As health officials urge the public to get the flu shot in order to avoid potentially overloading the country’s hospitals with both influenza and coronavirus-related illnesses, a new study from the American Academy of Pediatrics (AAP) found that last year’s vaccine, which was estimated to be between 40% and 60% effective, actually reduced pediatric flu-related emergency room visits by as much as 51%, and hospitalizations by 40%.
The findings, which were shared by the Centers for Disease Control and Prevention, come despite the fact that last year’s flu vaccines “were not well matched with one of the circulating viruses,” according to the CDC.
The study involved 1,792 children ages 6 months to 17 years who were admitted to seven pediatric hospitals in the U.S. Of those patients, 226 were influenza positive. Of the 226, 47% tested positive for influenza A(H3N2), 36% were positive for influenza A(H1N1)pdm09, 9% for A(not subtyped), and 7% or B viruses. It also looked at 1944 emergency department visits for children the same age and found 420 were influenza-positive, with 48% positive for A(H3N2), 35% for A(H1N1)pdm09, 11% for A(not subtyped), and 5% for B viruses.
The researchers estimated vaccine effectiveness by comparing the odds of vaccination among children testing positive versus negative for the influenza virus. As a result, the researchers concluded that the 2018-2019 influenza vaccine effectiveness was “41% against influenza-related hospitalizations and 51% against influenza-related emergency department visits among children,” per the AAP study, which was published in the journal Pediatrics.
“Vaccination provided protection against both influenza A(H1N1)pdm09 and A(H3N2), despite circulation of antigenically drifted (H3N2) viruses,” the study said.
The AAP further stated that annual flu vaccination is the best protection against influenza and is recommended for all persons in the U.S. ages 6 months or older.
“Although the overall burden of influenza disease in children varies by season, influenza is estimated to be associated with 12,000 to 46,000 hospitalizations among children each season,” the AAP stated. “Influenza-related hospitalizations and emergency department visits reflect substantial moderate to severe childhood morbidity and economic burden caused by influenza in children.”
Influenza can cause mild to severe illness that could result in hospitalization or even death. Older people, young children and those with certain health conditions are considered to be at high risk of serious complications. Patients may experience fever, cough, sore throat, runny or stuffy nose, muscle or body aches, fatigue, and even vomiting or diarrhea.
Health experts caution that symptoms of influenza and coronavirus may mimic each other, but there are some differences that can help you tell the difference.
“Influenza tends to cause much more body pain and the COVID-19 virus tends to feel much more like the common cold with fever, cough, runny nose and diarrhea,” Dr. Caesar Djavaherian, co-founder of Carbon Health, previously told Fox News. “However, in a small portion of the population with either COVID-19 or influenza, symptoms progress to kidney failure and respiratory failure.”

[Stored data entries]

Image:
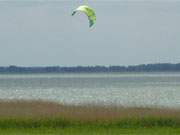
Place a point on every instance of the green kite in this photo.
(89, 12)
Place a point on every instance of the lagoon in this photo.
(118, 89)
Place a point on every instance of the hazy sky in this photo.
(39, 33)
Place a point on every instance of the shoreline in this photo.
(47, 109)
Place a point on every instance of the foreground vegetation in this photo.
(41, 118)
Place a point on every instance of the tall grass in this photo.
(37, 114)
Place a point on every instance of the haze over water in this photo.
(122, 89)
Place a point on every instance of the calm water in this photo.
(127, 89)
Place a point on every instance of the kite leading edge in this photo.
(89, 12)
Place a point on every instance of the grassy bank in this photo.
(36, 117)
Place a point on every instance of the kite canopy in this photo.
(89, 12)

EXERCISE REQUIREMENTS
Reproduce the part of the flu vaccine article that begins at the words "Health experts caution" and stops after "tell the difference.". Nothing in the listing is needed.

REPLY TO THE EXERCISE
Health experts caution that symptoms of influenza and coronavirus may mimic each other, but there are some differences that can help you tell the difference.